**TASK OBJECTIVE:** Please rewrite the data below with "wooden" changed to "oak" and nothing else altered, leaving out the pictures.

----------

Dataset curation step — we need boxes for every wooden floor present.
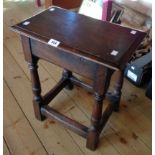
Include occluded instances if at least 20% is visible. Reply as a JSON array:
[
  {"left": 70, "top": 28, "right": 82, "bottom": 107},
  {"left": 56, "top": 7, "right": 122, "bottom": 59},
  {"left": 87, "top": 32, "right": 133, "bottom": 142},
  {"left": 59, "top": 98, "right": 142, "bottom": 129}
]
[{"left": 3, "top": 0, "right": 152, "bottom": 155}]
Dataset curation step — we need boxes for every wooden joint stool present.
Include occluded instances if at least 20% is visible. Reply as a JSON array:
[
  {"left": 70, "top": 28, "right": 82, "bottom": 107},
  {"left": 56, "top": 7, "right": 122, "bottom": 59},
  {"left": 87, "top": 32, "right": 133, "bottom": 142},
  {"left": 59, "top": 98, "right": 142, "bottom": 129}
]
[{"left": 12, "top": 7, "right": 146, "bottom": 150}]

----------

**REPLY TO THE TASK:**
Dataset curation step — we need boxes for every oak floor present.
Include occluded instances if at least 20% is visible. Reply as a JSON array:
[
  {"left": 70, "top": 28, "right": 82, "bottom": 107},
  {"left": 56, "top": 7, "right": 122, "bottom": 59},
  {"left": 87, "top": 32, "right": 133, "bottom": 142},
  {"left": 59, "top": 98, "right": 142, "bottom": 129}
]
[{"left": 3, "top": 0, "right": 152, "bottom": 155}]
Dataset curation step — we need boxes for every oak joint stool present.
Include occluded instances if at least 20% is visible. Reply as a JSON array:
[
  {"left": 70, "top": 28, "right": 82, "bottom": 107},
  {"left": 56, "top": 7, "right": 122, "bottom": 59},
  {"left": 87, "top": 32, "right": 133, "bottom": 142},
  {"left": 59, "top": 98, "right": 142, "bottom": 129}
]
[{"left": 12, "top": 7, "right": 146, "bottom": 150}]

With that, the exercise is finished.